Required task:
Pick out and copy every line in the records below that contains the word "reading", treating uppercase and lowercase as different.

Provided information:
▶

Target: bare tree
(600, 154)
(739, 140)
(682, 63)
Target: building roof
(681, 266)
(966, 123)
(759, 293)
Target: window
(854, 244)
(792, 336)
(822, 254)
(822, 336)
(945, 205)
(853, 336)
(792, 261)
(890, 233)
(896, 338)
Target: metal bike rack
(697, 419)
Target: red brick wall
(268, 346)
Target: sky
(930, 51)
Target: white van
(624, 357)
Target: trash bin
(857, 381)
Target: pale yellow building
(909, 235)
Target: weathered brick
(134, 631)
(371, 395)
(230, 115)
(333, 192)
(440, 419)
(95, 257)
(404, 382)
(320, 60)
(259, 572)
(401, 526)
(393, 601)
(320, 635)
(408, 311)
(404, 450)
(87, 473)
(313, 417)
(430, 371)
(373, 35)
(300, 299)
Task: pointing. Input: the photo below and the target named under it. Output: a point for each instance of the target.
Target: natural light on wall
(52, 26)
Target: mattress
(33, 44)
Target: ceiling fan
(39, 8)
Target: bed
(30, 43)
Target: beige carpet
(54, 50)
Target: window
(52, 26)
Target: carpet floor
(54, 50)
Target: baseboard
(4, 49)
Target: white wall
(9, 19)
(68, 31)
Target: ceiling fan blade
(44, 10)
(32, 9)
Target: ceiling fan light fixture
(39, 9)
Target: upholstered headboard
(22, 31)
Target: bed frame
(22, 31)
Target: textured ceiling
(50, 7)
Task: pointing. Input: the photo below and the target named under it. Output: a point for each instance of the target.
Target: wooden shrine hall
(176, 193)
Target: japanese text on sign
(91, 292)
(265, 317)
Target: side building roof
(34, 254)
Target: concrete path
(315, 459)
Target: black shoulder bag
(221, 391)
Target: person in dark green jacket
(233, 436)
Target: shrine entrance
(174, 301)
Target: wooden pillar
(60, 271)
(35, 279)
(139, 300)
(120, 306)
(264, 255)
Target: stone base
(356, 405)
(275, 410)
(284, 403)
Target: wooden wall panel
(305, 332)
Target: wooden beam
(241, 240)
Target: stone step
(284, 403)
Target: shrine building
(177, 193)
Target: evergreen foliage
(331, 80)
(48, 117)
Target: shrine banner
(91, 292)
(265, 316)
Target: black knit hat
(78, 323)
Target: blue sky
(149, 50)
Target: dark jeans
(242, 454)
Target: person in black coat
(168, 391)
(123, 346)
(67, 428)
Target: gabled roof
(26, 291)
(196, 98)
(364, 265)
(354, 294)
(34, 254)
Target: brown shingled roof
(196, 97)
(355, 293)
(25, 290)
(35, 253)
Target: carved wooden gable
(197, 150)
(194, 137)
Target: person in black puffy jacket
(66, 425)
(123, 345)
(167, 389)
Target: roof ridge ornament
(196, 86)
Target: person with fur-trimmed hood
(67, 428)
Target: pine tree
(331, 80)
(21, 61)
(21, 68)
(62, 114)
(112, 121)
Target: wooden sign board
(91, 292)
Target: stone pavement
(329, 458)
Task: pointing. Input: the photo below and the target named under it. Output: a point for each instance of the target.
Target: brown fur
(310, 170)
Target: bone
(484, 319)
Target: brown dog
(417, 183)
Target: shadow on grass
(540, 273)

◀
▶

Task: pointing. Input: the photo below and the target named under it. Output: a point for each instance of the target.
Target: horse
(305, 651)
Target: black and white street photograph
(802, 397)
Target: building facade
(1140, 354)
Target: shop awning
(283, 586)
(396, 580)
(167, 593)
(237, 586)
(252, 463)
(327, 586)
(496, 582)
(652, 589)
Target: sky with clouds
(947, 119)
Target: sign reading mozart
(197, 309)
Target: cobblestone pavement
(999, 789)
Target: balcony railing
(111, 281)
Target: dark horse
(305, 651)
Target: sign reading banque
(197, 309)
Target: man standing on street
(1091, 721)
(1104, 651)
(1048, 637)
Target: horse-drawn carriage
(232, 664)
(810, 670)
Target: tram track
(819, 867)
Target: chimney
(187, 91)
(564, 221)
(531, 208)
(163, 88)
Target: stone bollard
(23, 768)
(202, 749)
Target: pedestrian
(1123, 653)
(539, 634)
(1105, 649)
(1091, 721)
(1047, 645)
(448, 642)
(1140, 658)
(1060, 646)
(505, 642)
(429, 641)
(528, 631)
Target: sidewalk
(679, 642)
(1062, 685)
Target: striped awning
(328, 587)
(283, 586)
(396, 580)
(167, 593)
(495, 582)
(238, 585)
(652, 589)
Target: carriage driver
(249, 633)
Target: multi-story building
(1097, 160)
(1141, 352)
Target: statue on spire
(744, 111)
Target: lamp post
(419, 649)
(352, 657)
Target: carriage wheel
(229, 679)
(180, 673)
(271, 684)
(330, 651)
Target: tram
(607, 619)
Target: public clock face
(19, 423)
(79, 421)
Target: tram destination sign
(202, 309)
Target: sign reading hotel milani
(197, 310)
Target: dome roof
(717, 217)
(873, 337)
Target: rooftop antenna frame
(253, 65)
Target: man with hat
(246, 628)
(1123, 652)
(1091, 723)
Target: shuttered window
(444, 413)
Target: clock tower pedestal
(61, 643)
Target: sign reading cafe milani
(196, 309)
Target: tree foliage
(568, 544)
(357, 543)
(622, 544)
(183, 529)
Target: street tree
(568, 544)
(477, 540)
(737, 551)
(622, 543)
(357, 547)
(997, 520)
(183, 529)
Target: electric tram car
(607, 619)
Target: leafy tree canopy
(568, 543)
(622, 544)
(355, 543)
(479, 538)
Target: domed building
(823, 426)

◀

Written answer:
Target: sign reading mozart
Target: sign reading banque
Target: sign reading hotel milani
Target: sign reading cafe milani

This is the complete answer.